== Text ==
• • • • • • •

Another Barking Mad Anti-Russian Story
By Finian Cunningham
November 11, 2015 "Information
Clearing House" - "Sputnik"
- When Western news media react in unison to purvey some negative
story about Russia – as they have done again this week – it has the
telltale hallmark of a Pavlovian response. Somebody rings a bell and
suddenly the Western media are salivating like well-trained hounds.
This week the “story” was of alleged systematic
drug abuse in Russia’s sports. And the Western media are full
of howling headlines impugning Russia for running a
“state-sponsored” doping program among its athletes.
The unverified findings have swiftly led
to predictable calls for the Russian authorities to be sanctioned
and even for its athletes to be banned from next year’s Olympic
Games in Brazil.
This is trial-by-media
with an unmistakable political agenda. A veritable show trial by the
Western media based on no evidence, stacked up on allegations and
prejudice.
Ironically, the response has the quality
of knee-jerk inquisition that the West accused Russia of conducting
during the rule of Josef Stalin in the old Soviet Union.
By the now the Western formula of running media show
trials against Russia is becoming rather cliched. Over the
past year, we saw it applied in the downing of the Malaysian MH17
airliner over Ukraine in 2014, when Western media leapt in unison
to level all sorts of allegations to impute Russia as having some
dastardly hand in that disaster.
We saw the same formula over the Ukraine crisis
generally, when Russia was roundly condemned for subverting that
country and “annexing” Crimea. We see it again with regard
to rampant allegations of Russian “aggression” towards NATO
in Eastern Europe. And the same formula is being applied now
in Syria, accusing Russia’s (lawful) military intervention in that
country as “propping up a dictator” and targeting civilians and
“moderate rebels”.
Virtually, anything that Russia does now is
subject to allegations of malign intent. Under President Vladimir
Putin, Russia is “destabilizing the international order” – as US
Defense Secretary Ashton Carter charged last weekend – again
without the slightest shred of evidence. Allegations brandished,
based on bombast and assertions.
That painting of Russia as a
Cold War villain worthy of a corny James Bond movie script is then
invoked to justify a panoply of Western economic sanctions
against Moscow. It is used to justify a massive military buildup
by Washington and its NATO allies across Europe – the latest being
the Trident maneuvers.
Russia is bad, evil, sinister, threatening, so the
assertion goes. The so-called Free World is once again in danger
from the Slavic superpower and only Washington and its NATO allies
are capable of “protecting the world”. This is the brainwashing
formula that was relentlessly injected into the Western public mind
during the old Cold War –now being applied again 25 years after it
officially ended. The mass injecting of minds with poisonous
prejudice and ulterior political motives should be the real doping
scandal.
But alas, this week the usual Western media orderlies
were administering the propaganda dope again. CNN, the New York
Times, BBC, the Guardian and France 24 were among the Western media
outlets highlighting yet another transgression by the “evil”
Russians.
The Washington Post headlined: “Top Russian
athletes participated in systemic, state-sponsored doping”. While
Britain’s Independent and Bloomberg ran calls for Russia to be
“banned from the 2016 Olympics”.

• • • • • • •

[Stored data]
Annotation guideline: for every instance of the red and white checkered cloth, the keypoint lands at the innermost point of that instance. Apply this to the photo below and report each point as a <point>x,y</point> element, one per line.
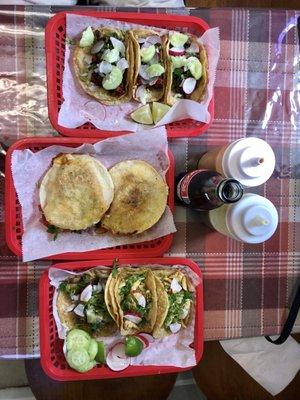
<point>247,288</point>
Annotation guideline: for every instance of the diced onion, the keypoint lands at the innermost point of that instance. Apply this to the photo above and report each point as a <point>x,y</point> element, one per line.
<point>97,47</point>
<point>118,44</point>
<point>122,64</point>
<point>189,85</point>
<point>105,67</point>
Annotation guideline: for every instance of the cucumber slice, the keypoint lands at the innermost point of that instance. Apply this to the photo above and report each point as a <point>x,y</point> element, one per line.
<point>87,38</point>
<point>93,349</point>
<point>147,53</point>
<point>77,338</point>
<point>195,67</point>
<point>101,354</point>
<point>79,359</point>
<point>113,79</point>
<point>178,39</point>
<point>178,61</point>
<point>155,70</point>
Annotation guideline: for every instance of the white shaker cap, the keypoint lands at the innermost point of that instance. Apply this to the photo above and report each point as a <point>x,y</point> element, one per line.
<point>251,161</point>
<point>253,219</point>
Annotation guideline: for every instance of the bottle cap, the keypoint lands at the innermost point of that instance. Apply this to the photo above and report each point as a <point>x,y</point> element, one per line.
<point>251,161</point>
<point>253,219</point>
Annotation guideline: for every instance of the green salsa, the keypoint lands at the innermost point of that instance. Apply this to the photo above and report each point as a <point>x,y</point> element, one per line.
<point>177,302</point>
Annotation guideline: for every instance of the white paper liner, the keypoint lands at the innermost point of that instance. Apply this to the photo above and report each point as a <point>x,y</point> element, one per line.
<point>79,108</point>
<point>29,167</point>
<point>173,350</point>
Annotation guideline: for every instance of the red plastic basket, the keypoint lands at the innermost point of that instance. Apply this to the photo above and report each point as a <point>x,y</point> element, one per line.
<point>52,357</point>
<point>13,216</point>
<point>55,54</point>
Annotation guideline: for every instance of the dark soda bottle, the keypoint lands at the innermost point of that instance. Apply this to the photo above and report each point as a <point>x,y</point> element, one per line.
<point>205,190</point>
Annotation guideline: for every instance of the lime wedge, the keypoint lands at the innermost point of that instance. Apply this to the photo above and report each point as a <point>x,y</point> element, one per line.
<point>178,39</point>
<point>101,354</point>
<point>142,115</point>
<point>133,346</point>
<point>113,79</point>
<point>159,110</point>
<point>195,67</point>
<point>87,37</point>
<point>147,53</point>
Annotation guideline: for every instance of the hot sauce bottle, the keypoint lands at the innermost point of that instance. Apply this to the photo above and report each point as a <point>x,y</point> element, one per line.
<point>205,190</point>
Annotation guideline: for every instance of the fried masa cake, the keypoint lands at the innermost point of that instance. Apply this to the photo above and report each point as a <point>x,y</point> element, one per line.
<point>140,198</point>
<point>75,192</point>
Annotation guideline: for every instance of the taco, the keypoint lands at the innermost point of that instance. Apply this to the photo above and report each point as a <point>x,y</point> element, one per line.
<point>81,304</point>
<point>174,302</point>
<point>103,64</point>
<point>150,78</point>
<point>187,68</point>
<point>135,296</point>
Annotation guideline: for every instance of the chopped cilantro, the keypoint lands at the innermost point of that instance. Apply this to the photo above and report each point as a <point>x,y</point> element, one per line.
<point>176,303</point>
<point>115,268</point>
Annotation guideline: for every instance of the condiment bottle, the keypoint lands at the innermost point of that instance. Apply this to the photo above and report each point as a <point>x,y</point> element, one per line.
<point>250,160</point>
<point>253,219</point>
<point>206,190</point>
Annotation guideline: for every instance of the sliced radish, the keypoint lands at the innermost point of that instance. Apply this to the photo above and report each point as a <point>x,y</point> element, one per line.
<point>175,286</point>
<point>79,310</point>
<point>86,294</point>
<point>177,51</point>
<point>140,299</point>
<point>97,47</point>
<point>185,313</point>
<point>144,340</point>
<point>115,363</point>
<point>153,81</point>
<point>174,328</point>
<point>193,48</point>
<point>148,337</point>
<point>132,317</point>
<point>118,44</point>
<point>143,73</point>
<point>105,67</point>
<point>87,59</point>
<point>97,288</point>
<point>146,44</point>
<point>154,59</point>
<point>70,308</point>
<point>122,64</point>
<point>189,85</point>
<point>145,81</point>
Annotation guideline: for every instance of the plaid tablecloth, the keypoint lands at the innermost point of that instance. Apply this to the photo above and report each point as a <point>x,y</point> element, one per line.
<point>247,288</point>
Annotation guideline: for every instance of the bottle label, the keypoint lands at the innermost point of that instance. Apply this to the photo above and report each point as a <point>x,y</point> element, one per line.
<point>183,186</point>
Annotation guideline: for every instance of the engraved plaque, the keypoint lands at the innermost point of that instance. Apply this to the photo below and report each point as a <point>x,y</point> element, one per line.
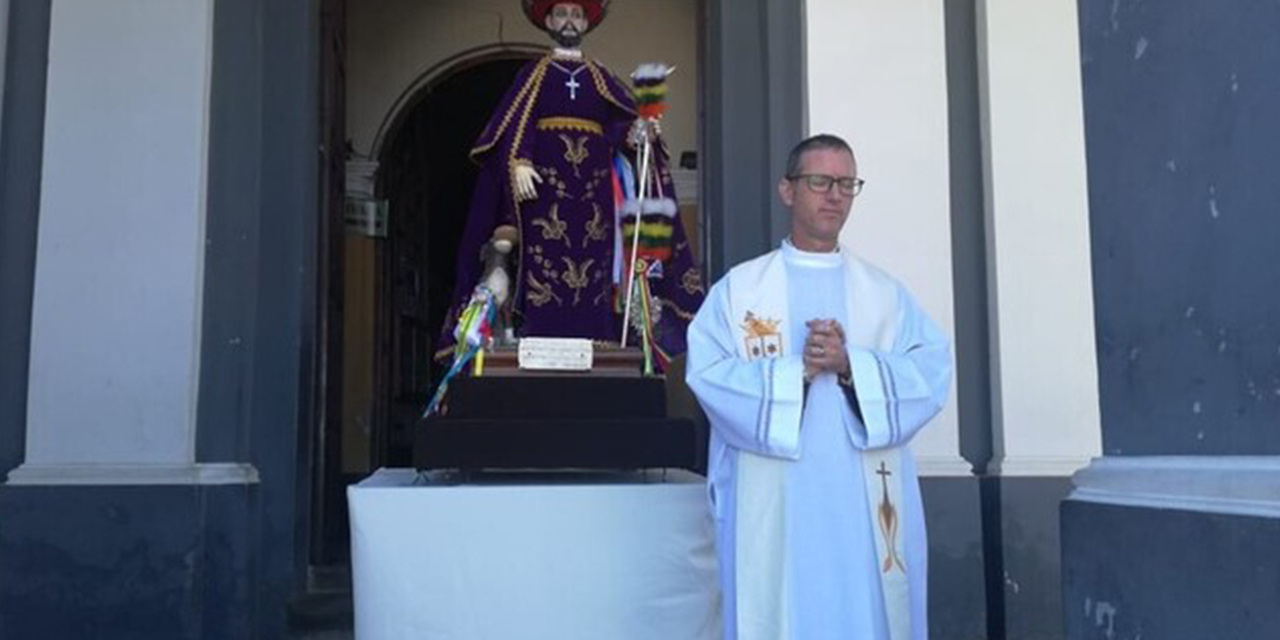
<point>556,353</point>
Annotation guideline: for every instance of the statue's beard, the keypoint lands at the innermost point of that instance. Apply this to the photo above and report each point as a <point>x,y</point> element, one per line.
<point>567,37</point>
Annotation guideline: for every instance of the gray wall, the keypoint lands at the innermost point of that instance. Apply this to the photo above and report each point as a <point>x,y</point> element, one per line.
<point>1183,152</point>
<point>1170,575</point>
<point>754,100</point>
<point>1183,155</point>
<point>21,151</point>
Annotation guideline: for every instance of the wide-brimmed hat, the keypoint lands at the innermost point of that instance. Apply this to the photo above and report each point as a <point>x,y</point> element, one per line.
<point>536,10</point>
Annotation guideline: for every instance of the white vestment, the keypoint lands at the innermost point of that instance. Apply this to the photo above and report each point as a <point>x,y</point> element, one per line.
<point>798,476</point>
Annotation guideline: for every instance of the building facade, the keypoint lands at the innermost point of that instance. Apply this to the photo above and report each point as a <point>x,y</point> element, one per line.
<point>1077,191</point>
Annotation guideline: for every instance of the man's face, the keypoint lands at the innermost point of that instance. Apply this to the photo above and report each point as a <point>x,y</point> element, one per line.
<point>817,218</point>
<point>566,23</point>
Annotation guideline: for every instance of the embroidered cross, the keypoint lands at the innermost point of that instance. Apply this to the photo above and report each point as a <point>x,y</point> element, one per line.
<point>888,524</point>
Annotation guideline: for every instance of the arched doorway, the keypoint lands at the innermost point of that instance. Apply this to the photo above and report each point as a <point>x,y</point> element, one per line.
<point>426,178</point>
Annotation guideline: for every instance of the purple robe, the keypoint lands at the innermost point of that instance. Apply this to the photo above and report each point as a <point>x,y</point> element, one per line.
<point>568,119</point>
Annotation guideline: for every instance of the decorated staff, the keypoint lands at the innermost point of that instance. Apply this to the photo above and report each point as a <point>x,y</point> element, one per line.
<point>650,91</point>
<point>472,333</point>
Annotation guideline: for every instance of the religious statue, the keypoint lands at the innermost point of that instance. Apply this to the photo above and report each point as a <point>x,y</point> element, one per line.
<point>557,173</point>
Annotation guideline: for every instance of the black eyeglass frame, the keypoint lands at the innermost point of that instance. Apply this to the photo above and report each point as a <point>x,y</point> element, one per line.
<point>850,187</point>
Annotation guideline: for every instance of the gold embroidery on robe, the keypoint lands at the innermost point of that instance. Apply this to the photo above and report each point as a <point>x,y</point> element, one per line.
<point>575,151</point>
<point>553,228</point>
<point>691,282</point>
<point>763,338</point>
<point>594,227</point>
<point>542,293</point>
<point>888,522</point>
<point>568,123</point>
<point>575,277</point>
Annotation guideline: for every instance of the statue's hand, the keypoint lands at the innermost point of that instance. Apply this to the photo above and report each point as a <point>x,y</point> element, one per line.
<point>524,178</point>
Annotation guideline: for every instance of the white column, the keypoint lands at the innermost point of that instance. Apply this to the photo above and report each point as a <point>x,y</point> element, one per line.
<point>877,77</point>
<point>1045,380</point>
<point>117,310</point>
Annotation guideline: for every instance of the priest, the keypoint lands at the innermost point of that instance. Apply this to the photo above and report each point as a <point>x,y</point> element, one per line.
<point>816,370</point>
<point>554,164</point>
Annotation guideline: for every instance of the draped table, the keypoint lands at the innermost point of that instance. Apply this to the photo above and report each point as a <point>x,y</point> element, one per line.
<point>531,556</point>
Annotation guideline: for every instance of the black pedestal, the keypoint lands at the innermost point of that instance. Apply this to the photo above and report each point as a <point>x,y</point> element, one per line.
<point>557,421</point>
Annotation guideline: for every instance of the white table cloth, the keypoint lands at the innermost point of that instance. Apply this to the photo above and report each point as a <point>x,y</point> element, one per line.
<point>548,556</point>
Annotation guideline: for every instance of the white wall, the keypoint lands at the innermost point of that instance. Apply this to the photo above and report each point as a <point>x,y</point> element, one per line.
<point>1043,350</point>
<point>877,77</point>
<point>114,347</point>
<point>392,42</point>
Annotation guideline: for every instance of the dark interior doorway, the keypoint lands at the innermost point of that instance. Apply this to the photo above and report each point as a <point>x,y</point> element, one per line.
<point>389,295</point>
<point>426,177</point>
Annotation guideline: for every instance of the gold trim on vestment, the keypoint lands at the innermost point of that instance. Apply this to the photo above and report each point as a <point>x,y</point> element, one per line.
<point>603,87</point>
<point>568,123</point>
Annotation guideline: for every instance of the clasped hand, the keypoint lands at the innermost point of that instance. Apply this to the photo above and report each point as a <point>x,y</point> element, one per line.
<point>824,350</point>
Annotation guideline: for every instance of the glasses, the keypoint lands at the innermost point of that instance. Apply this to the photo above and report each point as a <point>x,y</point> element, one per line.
<point>822,183</point>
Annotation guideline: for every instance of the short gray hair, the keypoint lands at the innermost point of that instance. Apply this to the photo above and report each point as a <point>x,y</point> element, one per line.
<point>814,144</point>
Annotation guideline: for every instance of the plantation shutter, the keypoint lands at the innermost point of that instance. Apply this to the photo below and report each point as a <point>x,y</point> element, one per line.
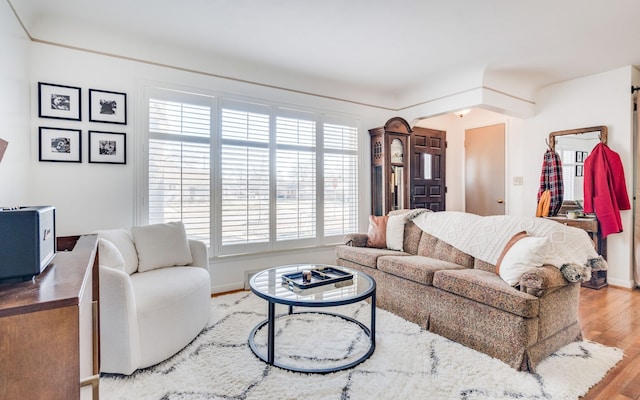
<point>245,215</point>
<point>179,182</point>
<point>295,179</point>
<point>340,179</point>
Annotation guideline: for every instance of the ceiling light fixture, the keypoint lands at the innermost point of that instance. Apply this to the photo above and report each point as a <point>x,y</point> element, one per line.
<point>462,113</point>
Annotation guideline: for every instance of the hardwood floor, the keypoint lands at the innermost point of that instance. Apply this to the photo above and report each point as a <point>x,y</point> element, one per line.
<point>611,316</point>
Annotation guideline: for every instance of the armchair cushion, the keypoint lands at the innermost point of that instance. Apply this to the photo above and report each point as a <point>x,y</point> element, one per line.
<point>161,246</point>
<point>110,256</point>
<point>124,243</point>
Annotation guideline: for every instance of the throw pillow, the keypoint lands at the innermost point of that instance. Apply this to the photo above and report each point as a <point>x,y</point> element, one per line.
<point>109,255</point>
<point>377,233</point>
<point>395,232</point>
<point>523,253</point>
<point>124,243</point>
<point>161,245</point>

• • • • • • •

== What to do ==
1 – Using the article on Western media coverage of Russia, decide whether each statement agrees with it, answering yes or no and quoting the deciding words: (a) The doping findings are described as verified. (b) Ashton Carter is identified as US Defense Secretary. (c) The Washington Post ran calls for Russia to be banned from the 2016 Olympics.
2 – Print the stretch of the article on Western media coverage of Russia from "The unverified findings" through "old Soviet Union.".
3 – Carry on the article about Western media coverage of Russia from the point at which it stops.

== Task-by-task answers ==
1 –
(a) No: "The unverified findings have swiftly led to predictable calls for the Russian authorities to be sanctioned"
(b) Yes: "as US Defense Secretary Ashton Carter charged last weekend"
(c) No: "While Britain’s Independent and Bloomberg ran calls for Russia to be “banned from the 2016 Olympics”."

2 –
The unverified findings have swiftly led
to predictable calls for the Russian authorities to be sanctioned
and even for its athletes to be banned from next year’s Olympic
Games in Brazil.
This is trial-by-media
with an unmistakable political agenda. A veritable show trial by the
Western media based on no evidence, stacked up on allegations and
prejudice.
Ironically, the response has the quality
of knee-jerk inquisition that the West accused Russia of conducting
during the rule of Josef Stalin in the old Soviet Union.

3 –
The whole media chorus was based on a report
from the World Anti-Doping Agency (WADA). The agency is a
non-governmental organization headquartered in Montreal, Canada. It
is associated with the International Olympic Committee, but it is a
private organization with no legal foundation to “clean
up athletics” as its mission statement contends. Interestingly, WADA
announced earlier this year in March that it received $6.5 million
in funding from various governments, including the US. Russia was
not among its benefactors.
WADA’s investigation into allegations of doping
in Russian sports followed a media report at the end of 2014 carried
out by German TV company ARD in conjunction with Britain’s Sunday
Times. The latter publication is a notorious conduit for Western
intelligence.
Russian government and sporting authorities have
this week dismissed the accusations as “groundless” and of being
issued without any “verifiable evidence”. Kremlin spokesman Dmitry
Peskov said: “We can’t comment on allegations when no evidence has
been presented.”
That means that the Western media commotion this
week alleging Russian state-sponsored drug dealing in sports is
based on a questionable media source and conducted by a private
organization which has no governmental, international legal
foundation. But based on all that, in turn, are now calls
for sanctions against Russia and its athletes.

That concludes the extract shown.